SELECTED TEXT:
# order of elements

• Feb 27th 2007, 07:18 PM
jenjen
order of elements
thank you so much in advance.

question: what is the order of 3^20(mod 31). Do I use the thm : suppose [a] has order e in z/mz then [a]^d has order e l (d,e) ?

I tried, but it doesn't seem to work corrrectly for me...:(

And also this problem,

find all units in Z/200Z. Do i have to test each number such as 1,3, 7, 9,..to 199? or is there a formula I can use.
• Feb 27th 2007, 07:32 PM
ThePerfectHacker
Quote:

Originally Posted by jenjen
question: what is the order of 3^20(mod 31). Do I use .

Not sure what you are asking for.
I think you are asking for the index (or order) of 3 modulo 31?
Or are you asking for the order (or index) of 3^20=3486784401 modulo 31?

Quote:

find all units in Z/200Z
Consider the ring Z_{200}.
What are its units?
Answer, those are the numbers such that gcd(n,200)=1.
Meaning the numbers relatively prime to it.

WORK REQUIRED: In the forum thread on the order of elements, list every sentence in ThePerfectHacker's reply that ends with a question mark.

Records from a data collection
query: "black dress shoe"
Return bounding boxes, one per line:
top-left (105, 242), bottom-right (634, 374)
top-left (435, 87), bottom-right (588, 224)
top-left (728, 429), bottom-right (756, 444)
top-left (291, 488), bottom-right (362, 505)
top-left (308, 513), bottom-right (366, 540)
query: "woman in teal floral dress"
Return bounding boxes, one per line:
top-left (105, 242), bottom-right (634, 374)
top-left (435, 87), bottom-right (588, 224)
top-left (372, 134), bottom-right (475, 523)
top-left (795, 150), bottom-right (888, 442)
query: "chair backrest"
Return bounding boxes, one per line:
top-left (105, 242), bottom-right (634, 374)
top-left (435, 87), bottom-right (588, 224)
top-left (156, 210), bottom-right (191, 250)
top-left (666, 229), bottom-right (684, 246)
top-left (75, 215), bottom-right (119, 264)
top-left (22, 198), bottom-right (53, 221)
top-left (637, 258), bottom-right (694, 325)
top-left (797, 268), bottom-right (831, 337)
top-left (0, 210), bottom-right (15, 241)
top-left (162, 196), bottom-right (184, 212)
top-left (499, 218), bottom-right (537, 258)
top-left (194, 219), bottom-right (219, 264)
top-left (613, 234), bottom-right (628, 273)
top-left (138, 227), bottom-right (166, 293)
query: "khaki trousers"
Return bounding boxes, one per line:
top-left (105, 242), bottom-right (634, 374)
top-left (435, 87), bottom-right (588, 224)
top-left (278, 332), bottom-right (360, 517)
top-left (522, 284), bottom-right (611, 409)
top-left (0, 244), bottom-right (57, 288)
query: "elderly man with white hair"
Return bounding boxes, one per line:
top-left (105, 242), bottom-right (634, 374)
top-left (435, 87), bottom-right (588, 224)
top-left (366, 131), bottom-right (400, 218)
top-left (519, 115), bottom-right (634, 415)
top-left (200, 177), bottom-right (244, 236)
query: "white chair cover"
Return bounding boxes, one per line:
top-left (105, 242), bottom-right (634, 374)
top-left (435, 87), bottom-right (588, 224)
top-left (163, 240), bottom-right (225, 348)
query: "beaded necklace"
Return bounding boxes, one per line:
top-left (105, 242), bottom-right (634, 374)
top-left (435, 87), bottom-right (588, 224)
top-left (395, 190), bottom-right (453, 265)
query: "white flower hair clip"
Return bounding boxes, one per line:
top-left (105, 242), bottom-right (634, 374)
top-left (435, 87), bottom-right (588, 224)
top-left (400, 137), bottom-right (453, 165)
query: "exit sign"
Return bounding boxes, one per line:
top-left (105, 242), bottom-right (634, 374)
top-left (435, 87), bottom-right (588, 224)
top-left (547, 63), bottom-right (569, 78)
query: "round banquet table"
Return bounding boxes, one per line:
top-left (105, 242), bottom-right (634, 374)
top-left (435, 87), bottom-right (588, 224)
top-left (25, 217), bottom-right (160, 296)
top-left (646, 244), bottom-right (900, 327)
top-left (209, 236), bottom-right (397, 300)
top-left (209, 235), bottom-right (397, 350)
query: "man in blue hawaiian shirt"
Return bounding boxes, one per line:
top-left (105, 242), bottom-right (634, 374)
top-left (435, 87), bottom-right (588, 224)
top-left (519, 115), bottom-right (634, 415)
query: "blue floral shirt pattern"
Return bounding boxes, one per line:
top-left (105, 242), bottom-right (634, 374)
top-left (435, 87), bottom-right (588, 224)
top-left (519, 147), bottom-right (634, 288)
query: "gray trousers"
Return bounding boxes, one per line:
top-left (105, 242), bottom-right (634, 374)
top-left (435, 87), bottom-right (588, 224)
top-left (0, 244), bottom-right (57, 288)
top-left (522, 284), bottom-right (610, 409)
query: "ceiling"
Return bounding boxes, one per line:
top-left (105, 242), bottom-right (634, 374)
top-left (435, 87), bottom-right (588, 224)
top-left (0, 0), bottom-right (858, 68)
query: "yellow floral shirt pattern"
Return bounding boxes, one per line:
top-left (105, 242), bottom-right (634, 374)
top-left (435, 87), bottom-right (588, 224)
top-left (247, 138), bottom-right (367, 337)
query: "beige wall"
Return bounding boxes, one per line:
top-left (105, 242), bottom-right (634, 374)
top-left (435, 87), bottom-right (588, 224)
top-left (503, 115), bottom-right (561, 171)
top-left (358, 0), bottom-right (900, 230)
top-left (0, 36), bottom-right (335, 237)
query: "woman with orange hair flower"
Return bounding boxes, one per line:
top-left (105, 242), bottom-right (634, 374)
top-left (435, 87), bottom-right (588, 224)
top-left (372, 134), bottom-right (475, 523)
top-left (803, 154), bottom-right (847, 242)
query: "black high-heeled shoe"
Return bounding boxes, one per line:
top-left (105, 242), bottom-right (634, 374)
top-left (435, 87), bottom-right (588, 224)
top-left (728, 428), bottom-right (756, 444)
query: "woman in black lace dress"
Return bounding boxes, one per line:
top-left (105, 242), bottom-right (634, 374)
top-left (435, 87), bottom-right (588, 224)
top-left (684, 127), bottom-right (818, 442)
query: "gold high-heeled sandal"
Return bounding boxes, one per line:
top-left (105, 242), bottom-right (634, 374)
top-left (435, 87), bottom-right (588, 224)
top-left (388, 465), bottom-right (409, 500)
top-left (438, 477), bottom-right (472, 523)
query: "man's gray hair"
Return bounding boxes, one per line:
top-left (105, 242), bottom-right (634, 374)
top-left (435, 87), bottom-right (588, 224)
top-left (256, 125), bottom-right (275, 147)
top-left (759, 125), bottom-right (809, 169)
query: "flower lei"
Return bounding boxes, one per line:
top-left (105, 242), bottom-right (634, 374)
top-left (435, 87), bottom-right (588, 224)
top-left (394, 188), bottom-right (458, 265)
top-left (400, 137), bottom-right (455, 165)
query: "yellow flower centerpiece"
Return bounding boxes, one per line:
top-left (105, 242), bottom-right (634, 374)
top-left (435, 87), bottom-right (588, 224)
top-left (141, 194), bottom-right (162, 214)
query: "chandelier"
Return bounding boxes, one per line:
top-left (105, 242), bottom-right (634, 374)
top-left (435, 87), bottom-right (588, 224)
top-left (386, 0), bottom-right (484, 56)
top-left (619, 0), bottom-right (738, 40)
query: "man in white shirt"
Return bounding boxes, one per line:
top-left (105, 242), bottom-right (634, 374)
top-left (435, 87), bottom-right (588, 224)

SOLUTION FOR THIS EXERCISE:
- I think you are asking for the index (or order) of 3 modulo 31?
- Or are you asking for the order (or index) of 3^20=3486784401 modulo 31?
- What are its units?